(Input rows)
** begin **

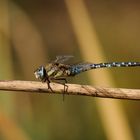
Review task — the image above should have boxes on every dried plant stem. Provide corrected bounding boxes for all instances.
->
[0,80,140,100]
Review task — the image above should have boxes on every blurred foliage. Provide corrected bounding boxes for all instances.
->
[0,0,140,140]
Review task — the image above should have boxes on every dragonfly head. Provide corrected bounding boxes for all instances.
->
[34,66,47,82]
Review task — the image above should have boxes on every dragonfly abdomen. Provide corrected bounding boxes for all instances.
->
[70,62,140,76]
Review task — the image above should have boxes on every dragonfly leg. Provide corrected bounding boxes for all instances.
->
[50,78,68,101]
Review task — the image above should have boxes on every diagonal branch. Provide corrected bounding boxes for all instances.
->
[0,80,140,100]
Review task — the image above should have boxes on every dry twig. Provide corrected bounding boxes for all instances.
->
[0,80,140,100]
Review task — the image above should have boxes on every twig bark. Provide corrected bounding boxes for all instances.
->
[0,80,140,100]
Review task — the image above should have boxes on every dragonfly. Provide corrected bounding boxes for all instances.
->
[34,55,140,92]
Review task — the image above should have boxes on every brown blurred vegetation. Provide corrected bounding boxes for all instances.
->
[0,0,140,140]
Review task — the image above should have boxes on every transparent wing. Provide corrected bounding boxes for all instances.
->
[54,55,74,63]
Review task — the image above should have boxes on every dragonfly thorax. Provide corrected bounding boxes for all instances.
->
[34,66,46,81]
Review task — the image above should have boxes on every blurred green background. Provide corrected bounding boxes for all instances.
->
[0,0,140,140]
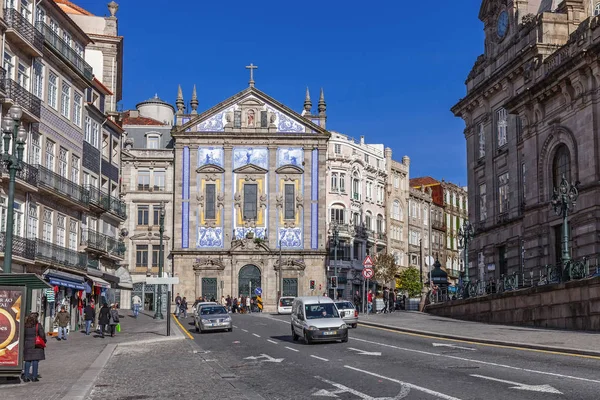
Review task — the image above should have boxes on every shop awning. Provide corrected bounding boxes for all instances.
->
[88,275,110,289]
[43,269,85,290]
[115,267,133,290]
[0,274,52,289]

** end **

(Exercise aim)
Rewrite the listing with every "Review task" changed to "Annotation check", starting at the line containing "head. Provide corrected bounding boxes for all instances." and ending with the last line of the listing. Change nothing else, and leave out the pictures.

(Solution to the exercise)
Annotation check — the image above should have boxes on every dragonfly head. Provide corrected bounding boxes for all instances.
->
[34,66,47,82]
Annotation check — the image above should have boxes on every dragonfly abdomen. Provide corrected bounding boxes for all instances.
->
[70,62,140,76]
Annotation check — the image above should have boxes on every dragonfly leg. Provide corrected bounding boxes for all instances.
->
[50,78,68,101]
Annotation check — the image above should have boxes on every diagonal branch. Provide corrected bounding boxes for all instances.
->
[0,80,140,100]
Annotation check — the image above should have boxes on every dry twig. Provide corrected bounding boxes for all instances.
->
[0,80,140,100]
Annotation check — the image above should have boxes on every twig bark. Provide corrected bounding boxes for all instances.
->
[0,80,140,100]
Annotation check — the image above should have boxes on every dragonfly. Provide corrected bounding boxes for all instances.
->
[34,55,140,92]
Annotation check — the image above should have boxes on every brown blurred vegetation. Provide corrected bounding boxes for all instances.
->
[0,0,140,140]
Annotation check — the image above should have boxes on every transparent wing. Provide corrected bounding boxes for all instances.
->
[54,55,74,63]
Annotation check — the image above should have boxes on every dragonfly thorax. Provide corrected bounding boxes for all instances.
->
[34,66,46,81]
Annotation check — the image above should have boxes on every blurred green background. Provide corrected bounding boxes for all instances.
->
[0,0,140,140]
Annotation check — the image above should have boxes on every shop awning. Provide corrected bounding boxes for all instances.
->
[88,275,110,289]
[43,269,85,290]
[115,267,133,290]
[0,274,52,289]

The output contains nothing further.